### TASK PROMPT
Look through the records, and wherever the string "below" turns up, copy out that line.
##### INPUT MATERIAL #####
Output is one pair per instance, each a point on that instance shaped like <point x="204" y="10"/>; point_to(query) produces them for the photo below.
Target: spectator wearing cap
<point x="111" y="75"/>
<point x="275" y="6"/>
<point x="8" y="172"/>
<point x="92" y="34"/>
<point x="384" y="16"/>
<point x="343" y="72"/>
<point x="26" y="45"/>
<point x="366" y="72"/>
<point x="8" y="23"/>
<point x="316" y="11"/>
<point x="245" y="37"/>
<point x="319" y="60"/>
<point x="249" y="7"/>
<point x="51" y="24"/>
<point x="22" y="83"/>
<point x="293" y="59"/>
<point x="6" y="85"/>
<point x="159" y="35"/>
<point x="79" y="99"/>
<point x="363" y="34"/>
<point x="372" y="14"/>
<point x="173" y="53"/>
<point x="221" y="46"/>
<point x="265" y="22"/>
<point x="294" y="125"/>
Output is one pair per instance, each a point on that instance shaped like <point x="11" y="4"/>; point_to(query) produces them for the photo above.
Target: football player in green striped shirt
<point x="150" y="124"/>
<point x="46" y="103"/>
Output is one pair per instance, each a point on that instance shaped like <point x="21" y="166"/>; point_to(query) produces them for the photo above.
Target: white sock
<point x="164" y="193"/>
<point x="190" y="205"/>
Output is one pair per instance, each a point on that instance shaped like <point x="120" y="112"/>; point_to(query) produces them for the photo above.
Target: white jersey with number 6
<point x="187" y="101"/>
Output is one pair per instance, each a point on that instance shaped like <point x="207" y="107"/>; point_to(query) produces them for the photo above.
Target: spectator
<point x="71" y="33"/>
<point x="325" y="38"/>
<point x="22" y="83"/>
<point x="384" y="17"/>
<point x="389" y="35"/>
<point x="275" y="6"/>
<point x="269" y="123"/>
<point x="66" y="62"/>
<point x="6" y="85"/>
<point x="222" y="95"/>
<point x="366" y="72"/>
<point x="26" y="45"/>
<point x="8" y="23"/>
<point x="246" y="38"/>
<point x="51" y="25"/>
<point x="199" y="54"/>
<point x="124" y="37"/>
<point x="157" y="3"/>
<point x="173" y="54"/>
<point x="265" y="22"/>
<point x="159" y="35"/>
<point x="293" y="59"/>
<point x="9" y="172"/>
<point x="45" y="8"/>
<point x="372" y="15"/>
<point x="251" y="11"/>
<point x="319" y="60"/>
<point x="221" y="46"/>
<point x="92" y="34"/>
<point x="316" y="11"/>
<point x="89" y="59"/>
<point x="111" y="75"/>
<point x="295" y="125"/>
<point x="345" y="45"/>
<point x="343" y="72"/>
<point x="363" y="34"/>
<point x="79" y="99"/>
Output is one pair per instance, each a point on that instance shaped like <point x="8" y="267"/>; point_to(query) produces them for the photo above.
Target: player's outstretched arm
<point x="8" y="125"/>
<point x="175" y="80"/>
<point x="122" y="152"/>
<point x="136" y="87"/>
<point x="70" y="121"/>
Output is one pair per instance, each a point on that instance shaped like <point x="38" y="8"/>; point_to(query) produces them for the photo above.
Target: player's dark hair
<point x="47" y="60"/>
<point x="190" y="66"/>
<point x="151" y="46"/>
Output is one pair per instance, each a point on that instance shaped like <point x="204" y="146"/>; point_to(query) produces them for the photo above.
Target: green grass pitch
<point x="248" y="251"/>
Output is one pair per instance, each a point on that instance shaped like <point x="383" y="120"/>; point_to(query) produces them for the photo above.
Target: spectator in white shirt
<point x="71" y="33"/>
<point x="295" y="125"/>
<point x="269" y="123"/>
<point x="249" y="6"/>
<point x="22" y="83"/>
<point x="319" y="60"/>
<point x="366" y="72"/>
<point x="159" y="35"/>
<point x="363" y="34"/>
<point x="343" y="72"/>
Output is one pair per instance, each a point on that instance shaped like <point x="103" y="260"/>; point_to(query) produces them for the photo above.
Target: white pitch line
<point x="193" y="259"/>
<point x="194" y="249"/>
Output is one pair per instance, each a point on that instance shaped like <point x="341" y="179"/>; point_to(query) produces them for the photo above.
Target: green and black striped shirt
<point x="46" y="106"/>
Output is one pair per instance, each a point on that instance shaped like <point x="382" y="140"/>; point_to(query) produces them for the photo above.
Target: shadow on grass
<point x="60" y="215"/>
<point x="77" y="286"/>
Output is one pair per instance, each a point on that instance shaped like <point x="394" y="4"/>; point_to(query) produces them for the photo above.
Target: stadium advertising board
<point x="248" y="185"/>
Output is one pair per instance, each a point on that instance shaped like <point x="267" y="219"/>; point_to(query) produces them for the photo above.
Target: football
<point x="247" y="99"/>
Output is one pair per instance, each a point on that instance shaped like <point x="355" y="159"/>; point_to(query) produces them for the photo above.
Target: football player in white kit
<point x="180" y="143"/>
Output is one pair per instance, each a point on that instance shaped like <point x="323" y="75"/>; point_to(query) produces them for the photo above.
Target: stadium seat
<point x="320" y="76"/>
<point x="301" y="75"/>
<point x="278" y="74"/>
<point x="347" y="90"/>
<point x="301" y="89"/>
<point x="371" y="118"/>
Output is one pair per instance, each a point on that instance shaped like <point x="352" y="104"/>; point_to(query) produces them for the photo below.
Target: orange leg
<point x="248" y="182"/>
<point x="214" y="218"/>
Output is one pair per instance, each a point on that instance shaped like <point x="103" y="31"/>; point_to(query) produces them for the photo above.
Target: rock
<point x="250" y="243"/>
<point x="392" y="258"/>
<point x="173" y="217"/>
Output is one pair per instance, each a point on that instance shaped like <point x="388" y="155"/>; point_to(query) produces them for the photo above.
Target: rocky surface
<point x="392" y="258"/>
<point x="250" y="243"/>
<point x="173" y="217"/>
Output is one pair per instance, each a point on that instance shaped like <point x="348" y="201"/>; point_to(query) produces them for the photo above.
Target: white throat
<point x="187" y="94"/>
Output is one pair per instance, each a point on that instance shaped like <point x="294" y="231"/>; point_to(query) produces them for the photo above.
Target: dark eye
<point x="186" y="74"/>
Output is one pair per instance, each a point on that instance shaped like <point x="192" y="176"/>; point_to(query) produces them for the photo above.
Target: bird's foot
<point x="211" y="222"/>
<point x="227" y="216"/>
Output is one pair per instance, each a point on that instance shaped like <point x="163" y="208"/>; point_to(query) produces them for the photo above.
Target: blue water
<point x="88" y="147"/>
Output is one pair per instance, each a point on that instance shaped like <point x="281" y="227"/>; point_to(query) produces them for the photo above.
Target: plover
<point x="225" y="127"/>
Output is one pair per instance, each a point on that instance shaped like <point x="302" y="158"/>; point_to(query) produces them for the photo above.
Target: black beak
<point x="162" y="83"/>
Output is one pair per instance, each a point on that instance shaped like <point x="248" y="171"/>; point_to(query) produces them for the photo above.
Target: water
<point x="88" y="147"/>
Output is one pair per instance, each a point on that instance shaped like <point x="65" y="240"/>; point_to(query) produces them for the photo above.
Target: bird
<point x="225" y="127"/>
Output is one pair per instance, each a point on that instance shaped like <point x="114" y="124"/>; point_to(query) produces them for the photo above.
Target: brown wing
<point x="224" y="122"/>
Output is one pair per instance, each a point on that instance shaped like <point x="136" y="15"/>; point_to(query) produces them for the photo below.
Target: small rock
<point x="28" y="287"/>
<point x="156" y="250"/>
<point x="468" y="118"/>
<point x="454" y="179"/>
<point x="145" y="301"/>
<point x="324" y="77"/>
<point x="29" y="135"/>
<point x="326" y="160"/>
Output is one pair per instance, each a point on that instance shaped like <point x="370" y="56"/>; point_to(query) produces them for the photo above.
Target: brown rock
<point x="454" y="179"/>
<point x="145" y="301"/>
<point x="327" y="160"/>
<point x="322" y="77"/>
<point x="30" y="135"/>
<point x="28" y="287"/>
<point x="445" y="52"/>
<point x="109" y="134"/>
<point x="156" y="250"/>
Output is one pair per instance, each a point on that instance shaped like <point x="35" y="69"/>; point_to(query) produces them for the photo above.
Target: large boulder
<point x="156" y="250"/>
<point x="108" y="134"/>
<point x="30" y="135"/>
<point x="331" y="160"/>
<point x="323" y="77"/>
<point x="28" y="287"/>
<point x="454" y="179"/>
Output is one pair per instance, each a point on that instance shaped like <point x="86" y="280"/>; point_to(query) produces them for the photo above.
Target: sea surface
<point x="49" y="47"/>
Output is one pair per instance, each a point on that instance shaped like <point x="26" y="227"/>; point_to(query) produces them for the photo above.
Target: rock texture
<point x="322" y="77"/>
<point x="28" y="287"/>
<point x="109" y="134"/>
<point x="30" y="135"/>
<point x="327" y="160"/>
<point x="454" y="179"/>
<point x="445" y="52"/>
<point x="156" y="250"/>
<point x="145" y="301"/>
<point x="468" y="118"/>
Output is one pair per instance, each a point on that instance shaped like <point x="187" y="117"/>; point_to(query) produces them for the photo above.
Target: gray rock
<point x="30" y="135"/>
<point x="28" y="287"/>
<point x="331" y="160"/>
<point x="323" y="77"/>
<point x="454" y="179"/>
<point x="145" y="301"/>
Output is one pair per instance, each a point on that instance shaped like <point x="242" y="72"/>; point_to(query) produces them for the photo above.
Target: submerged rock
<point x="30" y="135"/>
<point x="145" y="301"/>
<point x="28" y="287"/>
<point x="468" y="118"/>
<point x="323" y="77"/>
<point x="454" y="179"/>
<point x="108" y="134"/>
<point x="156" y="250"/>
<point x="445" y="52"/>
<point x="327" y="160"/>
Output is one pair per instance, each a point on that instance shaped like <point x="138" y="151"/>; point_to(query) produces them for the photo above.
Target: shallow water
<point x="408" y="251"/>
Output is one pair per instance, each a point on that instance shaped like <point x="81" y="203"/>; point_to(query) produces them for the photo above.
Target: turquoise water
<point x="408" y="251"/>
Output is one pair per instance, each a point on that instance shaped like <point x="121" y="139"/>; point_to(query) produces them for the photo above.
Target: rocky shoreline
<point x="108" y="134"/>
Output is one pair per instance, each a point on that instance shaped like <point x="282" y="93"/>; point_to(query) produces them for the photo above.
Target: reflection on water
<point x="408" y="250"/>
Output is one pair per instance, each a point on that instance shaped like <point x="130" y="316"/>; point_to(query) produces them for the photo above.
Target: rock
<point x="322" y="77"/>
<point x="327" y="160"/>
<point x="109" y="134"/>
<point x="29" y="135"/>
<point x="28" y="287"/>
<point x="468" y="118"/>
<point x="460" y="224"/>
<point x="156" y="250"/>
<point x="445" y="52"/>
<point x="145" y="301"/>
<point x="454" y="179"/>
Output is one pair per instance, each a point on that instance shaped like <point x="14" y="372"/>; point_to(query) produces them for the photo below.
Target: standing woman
#####
### WRITTEN RESPONSE
Output is one pair per instance, each a point on that instance shaped like <point x="204" y="10"/>; point_to(query) produces them for the photo below.
Output is one pair per instance, each a point on that instance shaped like <point x="352" y="104"/>; point_to(query) produces them for the photo below.
Output is one pair per instance, each a point on that instance shaped like <point x="136" y="15"/>; point_to(query) produces them for the photo below.
Output is one pair per instance, each a point on that instance shaped like <point x="14" y="372"/>; point_to(query) produces them for the photo below.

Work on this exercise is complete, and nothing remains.